*TASK BRIEF:* Retype the data that follows line by line, exactly, and leave its pictures out.

*Saved data entries:*

------

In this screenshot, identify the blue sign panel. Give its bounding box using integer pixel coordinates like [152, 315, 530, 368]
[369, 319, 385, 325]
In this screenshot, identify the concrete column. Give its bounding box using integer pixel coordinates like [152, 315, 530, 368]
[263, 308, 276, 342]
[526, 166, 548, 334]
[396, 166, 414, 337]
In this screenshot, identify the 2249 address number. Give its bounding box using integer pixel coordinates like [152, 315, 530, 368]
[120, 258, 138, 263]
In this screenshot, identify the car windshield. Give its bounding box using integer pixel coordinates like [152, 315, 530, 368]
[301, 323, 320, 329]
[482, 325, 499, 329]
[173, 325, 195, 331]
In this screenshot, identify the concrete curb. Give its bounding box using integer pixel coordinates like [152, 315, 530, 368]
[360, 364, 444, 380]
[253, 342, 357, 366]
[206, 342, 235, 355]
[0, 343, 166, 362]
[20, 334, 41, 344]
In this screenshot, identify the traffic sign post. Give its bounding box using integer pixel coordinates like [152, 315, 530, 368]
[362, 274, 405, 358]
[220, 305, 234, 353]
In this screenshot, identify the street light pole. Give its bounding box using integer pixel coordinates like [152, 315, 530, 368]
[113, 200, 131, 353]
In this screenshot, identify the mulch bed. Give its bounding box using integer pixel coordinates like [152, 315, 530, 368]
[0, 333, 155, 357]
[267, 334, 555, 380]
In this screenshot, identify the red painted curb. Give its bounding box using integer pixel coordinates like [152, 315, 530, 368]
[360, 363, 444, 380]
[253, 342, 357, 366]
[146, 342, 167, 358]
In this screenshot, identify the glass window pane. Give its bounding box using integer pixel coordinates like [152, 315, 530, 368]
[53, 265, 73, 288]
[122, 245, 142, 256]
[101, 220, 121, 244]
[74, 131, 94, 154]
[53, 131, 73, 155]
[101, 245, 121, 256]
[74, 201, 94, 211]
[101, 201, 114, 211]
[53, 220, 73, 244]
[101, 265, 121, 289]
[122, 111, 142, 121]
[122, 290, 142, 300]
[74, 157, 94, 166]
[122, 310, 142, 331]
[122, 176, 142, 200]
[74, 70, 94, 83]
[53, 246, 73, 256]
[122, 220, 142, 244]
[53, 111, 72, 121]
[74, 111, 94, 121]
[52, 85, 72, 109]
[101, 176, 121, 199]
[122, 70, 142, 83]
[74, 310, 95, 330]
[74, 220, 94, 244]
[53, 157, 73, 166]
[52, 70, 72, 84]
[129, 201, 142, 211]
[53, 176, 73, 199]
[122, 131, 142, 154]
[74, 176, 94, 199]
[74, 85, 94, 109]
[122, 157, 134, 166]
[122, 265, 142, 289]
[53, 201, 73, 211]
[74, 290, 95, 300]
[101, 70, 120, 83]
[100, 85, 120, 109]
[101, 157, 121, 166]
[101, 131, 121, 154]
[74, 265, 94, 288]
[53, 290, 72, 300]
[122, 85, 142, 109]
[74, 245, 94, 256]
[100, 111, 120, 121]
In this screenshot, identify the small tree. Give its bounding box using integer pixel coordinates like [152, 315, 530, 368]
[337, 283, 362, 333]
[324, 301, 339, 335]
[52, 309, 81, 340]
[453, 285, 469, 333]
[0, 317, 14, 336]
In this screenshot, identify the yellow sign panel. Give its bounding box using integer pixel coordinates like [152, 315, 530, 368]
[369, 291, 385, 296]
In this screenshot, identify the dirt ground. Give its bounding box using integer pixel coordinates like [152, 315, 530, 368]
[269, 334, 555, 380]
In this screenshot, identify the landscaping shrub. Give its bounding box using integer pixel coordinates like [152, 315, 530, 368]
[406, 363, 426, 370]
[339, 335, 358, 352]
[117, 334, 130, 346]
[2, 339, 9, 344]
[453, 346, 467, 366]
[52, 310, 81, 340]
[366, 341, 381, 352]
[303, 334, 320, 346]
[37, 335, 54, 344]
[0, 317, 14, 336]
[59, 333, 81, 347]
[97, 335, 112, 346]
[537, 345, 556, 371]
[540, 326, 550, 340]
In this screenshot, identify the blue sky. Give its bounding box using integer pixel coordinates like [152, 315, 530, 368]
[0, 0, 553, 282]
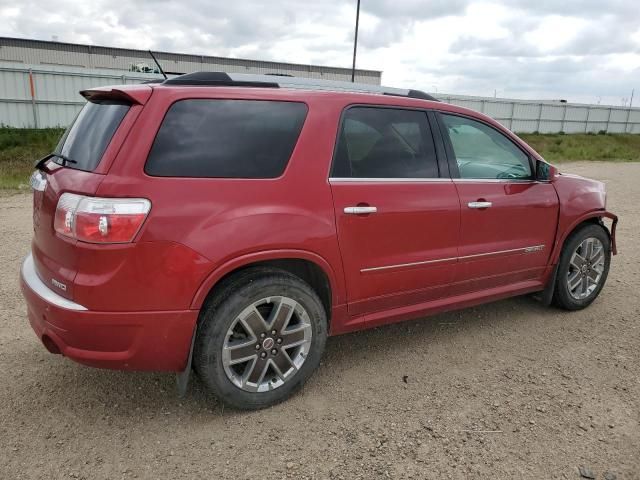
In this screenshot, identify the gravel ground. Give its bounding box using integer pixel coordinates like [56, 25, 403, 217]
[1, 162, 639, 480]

------

*ANSWER TO THIS PROBLEM:*
In this screenshot, identify the blue sign panel. Give its bounding box using integer pixel coordinates like [152, 315, 530, 368]
[369, 319, 385, 325]
In this screenshot, identify the concrete column. Give its bounding box using integer pixel coordinates like [152, 315, 530, 368]
[263, 308, 276, 342]
[526, 166, 548, 334]
[396, 166, 414, 337]
In this screenshot, identify the 2249 address number. Give its bounding box using integer pixel coordinates like [152, 315, 530, 368]
[120, 258, 138, 263]
In this screenshot, identify the car windshield. Give its bounding box using integer pixel coordinates like [152, 315, 530, 368]
[301, 323, 320, 329]
[482, 325, 499, 329]
[173, 325, 195, 331]
In this screenshot, identify the concrete curb. Give its bounding box using integer pixel coordinates like [152, 315, 530, 368]
[360, 364, 444, 380]
[253, 342, 357, 366]
[206, 342, 235, 355]
[0, 343, 166, 362]
[20, 334, 41, 344]
In this screenshot, identify the traffic sign post. Give its bounding box using integer pixel coordinates like [152, 315, 530, 368]
[362, 274, 405, 358]
[220, 305, 234, 353]
In this screenshot, identify the street light pole. Give its bounding box using integer pixel coordinates like [152, 315, 530, 368]
[113, 200, 131, 353]
In this screenshot, identify the mulch bed. Give its bounding box using integer pixel coordinates like [152, 315, 530, 368]
[0, 333, 155, 357]
[267, 334, 555, 380]
In this screenshot, identify the red painted curb. Give its bounding box using integer pixel coordinates like [152, 315, 530, 368]
[360, 363, 444, 380]
[253, 342, 357, 366]
[146, 342, 167, 358]
In this screenshot, identify the glass window pane. Give its bounding box using integer pixel coordinates like [152, 315, 530, 368]
[53, 265, 73, 288]
[122, 245, 142, 256]
[101, 220, 121, 244]
[74, 131, 94, 154]
[53, 131, 73, 155]
[101, 245, 121, 256]
[74, 201, 94, 211]
[101, 201, 114, 211]
[53, 220, 73, 244]
[101, 265, 121, 289]
[122, 111, 142, 121]
[122, 290, 142, 300]
[74, 157, 94, 166]
[122, 310, 142, 331]
[122, 176, 142, 200]
[74, 70, 94, 83]
[53, 246, 73, 256]
[122, 220, 142, 244]
[53, 111, 72, 121]
[74, 111, 94, 121]
[52, 85, 72, 109]
[101, 176, 121, 199]
[122, 70, 142, 83]
[74, 310, 95, 330]
[74, 220, 94, 244]
[53, 157, 73, 166]
[52, 70, 72, 84]
[129, 201, 142, 211]
[53, 176, 73, 199]
[122, 131, 142, 154]
[74, 176, 94, 199]
[74, 85, 94, 109]
[122, 157, 134, 166]
[122, 265, 142, 289]
[53, 201, 73, 211]
[74, 290, 95, 300]
[101, 70, 120, 83]
[100, 85, 120, 109]
[101, 157, 121, 166]
[101, 131, 121, 154]
[74, 265, 94, 288]
[53, 290, 72, 300]
[122, 85, 142, 109]
[74, 245, 94, 256]
[100, 111, 120, 121]
In this screenshot, identify the small tree. Give its bounding box using integer pixel coordinates like [152, 315, 530, 368]
[337, 283, 362, 333]
[324, 301, 339, 335]
[52, 309, 81, 340]
[453, 285, 469, 333]
[0, 317, 14, 336]
In this screenshot, identify the yellow sign panel. Give its bounding box using integer pixel coordinates like [152, 315, 530, 368]
[369, 291, 385, 296]
In this screenshot, identify the dirt ground. Give its bounding box using integer pixel coordinates like [152, 315, 530, 368]
[269, 334, 555, 380]
In this screenshot, identify the landscaping shrub. Give its bounding box using integer pixel coordinates like [152, 315, 530, 368]
[406, 363, 426, 370]
[339, 335, 358, 352]
[117, 334, 130, 346]
[2, 339, 9, 344]
[453, 346, 467, 366]
[52, 310, 81, 340]
[366, 341, 381, 352]
[303, 334, 320, 346]
[37, 335, 54, 344]
[0, 317, 14, 336]
[59, 333, 81, 347]
[97, 335, 112, 346]
[537, 345, 556, 371]
[540, 326, 550, 340]
In this screenshot, identify the blue sky. Give its bounding box using integer pixel coordinates like [152, 315, 530, 368]
[0, 0, 553, 282]
In this screenshot, identify the gravel ground. Give its bounding box using integer pixel coordinates like [56, 25, 403, 217]
[1, 162, 639, 480]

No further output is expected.